**Task details**.
Reproduce every item below verbatim, keeping each line as it appears.

────

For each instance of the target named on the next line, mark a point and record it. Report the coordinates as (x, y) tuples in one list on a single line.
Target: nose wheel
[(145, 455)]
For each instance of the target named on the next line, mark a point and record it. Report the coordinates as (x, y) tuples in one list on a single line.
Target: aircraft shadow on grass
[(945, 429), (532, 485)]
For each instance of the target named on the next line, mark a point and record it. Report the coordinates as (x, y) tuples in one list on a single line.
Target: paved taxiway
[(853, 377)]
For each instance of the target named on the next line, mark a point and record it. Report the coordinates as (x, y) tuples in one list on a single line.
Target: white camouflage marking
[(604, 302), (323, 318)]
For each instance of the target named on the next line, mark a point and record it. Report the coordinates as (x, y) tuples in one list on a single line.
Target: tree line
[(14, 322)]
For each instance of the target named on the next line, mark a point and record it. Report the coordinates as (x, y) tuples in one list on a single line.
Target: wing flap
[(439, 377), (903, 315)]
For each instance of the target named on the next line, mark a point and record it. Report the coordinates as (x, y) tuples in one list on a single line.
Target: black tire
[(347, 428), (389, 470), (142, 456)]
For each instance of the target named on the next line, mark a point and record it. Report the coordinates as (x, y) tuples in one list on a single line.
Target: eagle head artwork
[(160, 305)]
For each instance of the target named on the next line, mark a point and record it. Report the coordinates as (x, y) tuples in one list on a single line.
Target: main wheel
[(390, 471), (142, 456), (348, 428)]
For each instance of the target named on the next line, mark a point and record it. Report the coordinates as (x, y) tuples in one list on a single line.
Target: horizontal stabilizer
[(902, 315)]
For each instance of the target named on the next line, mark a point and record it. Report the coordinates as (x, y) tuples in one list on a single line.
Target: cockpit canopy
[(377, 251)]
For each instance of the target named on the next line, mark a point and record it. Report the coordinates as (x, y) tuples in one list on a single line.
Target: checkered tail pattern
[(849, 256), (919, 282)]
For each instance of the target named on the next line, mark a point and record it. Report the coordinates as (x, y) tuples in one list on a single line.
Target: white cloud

────

**Complete output**.
For each instance of the target named on the next line, mark a point and record it. Report the coordinates as (x, y) tuples in one list on a single line.
Target: nose wheel
[(145, 455)]
For each instance of the target named on the next line, mark a point and record it. Report the coordinates as (x, y) tuples in one list on a single line.
Target: aircraft shadow on grass
[(945, 429), (532, 485)]
For each instance of the target named on the next line, mark a point and record it. Report the coordinates as (x, y) tuples in one list on a single line.
Target: paved taxiway
[(853, 377)]
For each instance of the target named on the next line, mark a point and record it. Report the coordinates as (x, y) tuples in one list on a single line.
Target: white camouflage marking
[(604, 302), (323, 318)]
For each instance of the target named on the next line, mark a point and record it. Report the coordinates as (x, y) tuples in one list on a single line.
Target: tree line
[(14, 322)]
For each instance of the target named on the next line, mark a point and record it. Report the coordinates as (x, y) tuples in one list on a single line.
Target: wing flap
[(439, 377), (903, 315)]
For each instance of the target named on the next line, mark a point and record it. Report the coordinates as (x, y) tuples in one list on a single line.
Target: black tire
[(347, 428), (389, 470), (142, 456)]
For each instance of the target named on the next line, mark a point and record it. Report the coordinates as (x, y) tuples in one list on a single line.
Target: eagle head artwork
[(160, 305)]
For each instance of the target named on the next line, mark a point and record it. Report the coordinates as (x, y) tuples in one list on a single line.
Target: main wheel
[(390, 471), (142, 456), (348, 428)]
For each instance of the target named on the next line, mark a point and record it. Report the coordinates as (x, y) tuples in one list on a single line.
Target: horizontal stabilizer
[(902, 315)]
For each instance of the target named on the next line, mark a point and record it. Report the coordinates as (x, y) tuples in one list on a single line.
Target: cockpit canopy
[(377, 251)]
For each instance of the target named on the next line, mark a point and record it. Report the coordinates as (x, y) tuples in one list on a single line.
Target: checkered tail pattern
[(849, 256), (919, 282)]
For each instance of the target named on the next line, mark a point and record it. Report the coordinates as (x, y) tuples in one list on a single line.
Target: white cloud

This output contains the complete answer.